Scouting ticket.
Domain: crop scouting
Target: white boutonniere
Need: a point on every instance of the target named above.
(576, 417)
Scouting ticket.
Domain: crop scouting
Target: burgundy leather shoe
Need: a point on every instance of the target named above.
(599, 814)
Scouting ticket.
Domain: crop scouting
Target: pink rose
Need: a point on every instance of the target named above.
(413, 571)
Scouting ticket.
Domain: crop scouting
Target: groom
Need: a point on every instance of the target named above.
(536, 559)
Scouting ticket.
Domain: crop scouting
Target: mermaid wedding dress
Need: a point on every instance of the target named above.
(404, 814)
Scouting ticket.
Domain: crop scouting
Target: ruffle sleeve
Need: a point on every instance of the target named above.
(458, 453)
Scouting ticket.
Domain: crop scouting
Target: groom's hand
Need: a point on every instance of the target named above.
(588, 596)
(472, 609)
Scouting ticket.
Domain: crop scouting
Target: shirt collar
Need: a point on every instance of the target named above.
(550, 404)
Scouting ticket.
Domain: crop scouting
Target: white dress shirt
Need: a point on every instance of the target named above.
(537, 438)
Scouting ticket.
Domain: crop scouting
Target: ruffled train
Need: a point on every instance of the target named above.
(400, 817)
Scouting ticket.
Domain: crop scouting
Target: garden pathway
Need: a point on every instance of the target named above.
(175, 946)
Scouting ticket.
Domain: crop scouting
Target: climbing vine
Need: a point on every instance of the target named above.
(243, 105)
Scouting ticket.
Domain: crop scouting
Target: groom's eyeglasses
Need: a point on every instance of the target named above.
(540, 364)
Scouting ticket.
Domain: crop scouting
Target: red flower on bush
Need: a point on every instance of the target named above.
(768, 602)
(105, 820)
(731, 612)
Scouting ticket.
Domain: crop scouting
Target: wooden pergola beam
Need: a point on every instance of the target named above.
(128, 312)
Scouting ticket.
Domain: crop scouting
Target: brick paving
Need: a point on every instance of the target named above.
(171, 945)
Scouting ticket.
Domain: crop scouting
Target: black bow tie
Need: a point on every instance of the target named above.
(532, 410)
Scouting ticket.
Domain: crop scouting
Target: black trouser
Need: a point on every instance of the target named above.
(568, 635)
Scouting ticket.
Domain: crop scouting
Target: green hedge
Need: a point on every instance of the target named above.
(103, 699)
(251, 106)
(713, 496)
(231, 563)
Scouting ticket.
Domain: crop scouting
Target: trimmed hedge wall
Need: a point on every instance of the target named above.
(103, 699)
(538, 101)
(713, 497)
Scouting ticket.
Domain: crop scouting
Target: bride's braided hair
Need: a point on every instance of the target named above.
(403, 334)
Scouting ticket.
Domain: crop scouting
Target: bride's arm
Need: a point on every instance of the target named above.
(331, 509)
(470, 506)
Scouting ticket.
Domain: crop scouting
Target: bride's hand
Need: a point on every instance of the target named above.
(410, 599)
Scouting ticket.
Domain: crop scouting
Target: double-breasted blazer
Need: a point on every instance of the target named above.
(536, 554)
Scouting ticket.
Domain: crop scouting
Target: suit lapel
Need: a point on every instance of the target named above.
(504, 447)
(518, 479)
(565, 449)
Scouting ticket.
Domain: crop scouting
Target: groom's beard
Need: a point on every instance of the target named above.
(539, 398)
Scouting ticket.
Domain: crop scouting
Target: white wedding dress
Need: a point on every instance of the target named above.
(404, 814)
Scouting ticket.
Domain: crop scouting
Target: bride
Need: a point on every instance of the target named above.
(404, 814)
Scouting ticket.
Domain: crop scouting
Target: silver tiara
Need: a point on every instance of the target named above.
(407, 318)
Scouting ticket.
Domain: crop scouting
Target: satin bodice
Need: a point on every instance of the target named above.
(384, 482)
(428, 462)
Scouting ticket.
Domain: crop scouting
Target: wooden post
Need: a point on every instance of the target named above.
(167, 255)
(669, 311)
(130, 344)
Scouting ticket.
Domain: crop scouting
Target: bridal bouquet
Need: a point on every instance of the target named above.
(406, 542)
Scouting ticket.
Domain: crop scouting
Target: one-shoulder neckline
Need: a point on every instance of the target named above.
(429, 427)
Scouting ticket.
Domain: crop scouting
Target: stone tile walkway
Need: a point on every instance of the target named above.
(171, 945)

=== Work to do ===
Every record above should be copied exactly.

=== Result ===
Scouting ticket.
Domain: crop scouting
Target: white boutonniere
Need: a point on every instance of the target named above.
(576, 417)
Scouting ticket.
Domain: crop scouting
Target: burgundy leather shoe
Need: a point on every instance of the target named above.
(599, 814)
Scouting ticket.
Domain: crop scouting
Target: pink rose
Need: a point on every instance of the target named above.
(413, 571)
Scouting ticket.
Domain: crop scouting
Target: groom
Need: a point on every instance of the target named above.
(536, 559)
Scouting ticket.
Domain: crop scouting
Target: mermaid wedding dress
Need: a point on every instance of the target named above.
(404, 814)
Scouting ticket.
Domain: crop scouting
Target: ruffle sleeve
Need: a point on every instance of the target named above.
(458, 453)
Scouting ticket.
Domain: crop scouting
Target: groom's hand
Need: a point on every instance of the target named above.
(588, 596)
(472, 609)
Scouting ticket.
Domain: crop scouting
Target: shirt collar
Need: a point on every instance of the target named above.
(550, 404)
Scouting ticket.
Domain: crop scouting
Target: white dress shirt
Need: a point on every instance of the target named above.
(537, 438)
Scouting ticket.
Domain: crop scouting
Target: ruffled train
Need: a point on every instance of the target named above.
(400, 817)
Scouting ticket.
Domain: crop scouting
Target: garden pathway
Need: a point on every instance of the target named above.
(175, 946)
Scouting ticket.
Domain: crop scouting
Target: climbing vine
Need: a point on every instance of the target named above.
(243, 105)
Scouting ticket.
Domain: crop scouting
Target: groom's eyeglasses
Need: a point on every instance of the target named above.
(540, 364)
Scouting ticket.
Domain: crop scouting
Target: red flower on bush
Need: a point on every instance of the target named above.
(768, 602)
(105, 820)
(731, 612)
Scouting ticket.
Domain: crop scouting
Target: wooden pergola beam
Need: a point on every instance of the target named above.
(128, 312)
Scouting ticket.
Domain: crop scouting
Target: brick paving
Need: a point on every instance of the target named above.
(171, 945)
Scouting ticket.
Domain: crop scouting
Target: black bow tie
Need: a point on every instance of the target named above.
(532, 410)
Scouting ticket.
Domain: crop scouting
Target: black trouser
Need: a point on every instance of the target named above.
(568, 635)
Scouting ticket.
Domain: crop scouting
Target: green hedge
Need: a point on every instance of the target named above.
(103, 699)
(251, 106)
(713, 496)
(231, 563)
Scouting ticket.
Domain: crop scouting
Target: trimmed hedge wall
Need: a point on every instance of the target named above.
(103, 699)
(538, 101)
(713, 497)
Scouting ticket.
Domain: crop scouting
Target: bride's braided hair
Need: a point on every instance of the target named above.
(403, 334)
Scouting ticket.
Domain: crop scouting
Target: bride's arm
Need: a point on every instance of the target named above.
(331, 509)
(470, 506)
Scouting ticket.
Domain: crop scouting
Target: bride's hand
Need: a point on every instance of the target named above.
(410, 599)
Scouting ticket.
Domain: crop scouting
Target: double-breasted blazer
Need: a point on every instance of the target named above.
(536, 554)
Scouting ticket.
Domain: crop scouting
Target: suit lapel
Need: a point on every instance of the target named above.
(504, 447)
(518, 479)
(565, 449)
Scouting ticket.
Domain: crop scouting
Target: groom's beard
Need: a point on every instance of the target named above.
(539, 398)
Scouting ticket.
Domain: crop scouting
Target: white wedding dress
Need: a point on every instance of the target named above.
(404, 814)
Scouting ticket.
Domain: crop scouting
Target: bride
Need: a point on every instance of the target named above.
(404, 814)
Scouting ticket.
Domain: crop scouting
Target: silver tiara
Need: a point on every instance of the target named above.
(407, 318)
Scouting ticket.
Domain: crop scouting
Target: satin bodice
Need: a point on every instance of the target named above.
(384, 482)
(428, 462)
Scouting ticket.
Domain: crop scouting
Target: wooden post
Need: a point on every instance of the target named above.
(167, 255)
(669, 311)
(130, 344)
Scouting ticket.
Domain: crop scouting
Target: bridal bouquet
Need: a point on every instance of the target named above.
(406, 542)
Scouting ticket.
Domain: crop scouting
Target: one-shoulder neckline
Need: a point on every instance of the target named above.
(429, 427)
Scouting ticket.
Domain: crop scouting
Target: stone tile walkway
Need: a point on every instance of the target named above.
(171, 945)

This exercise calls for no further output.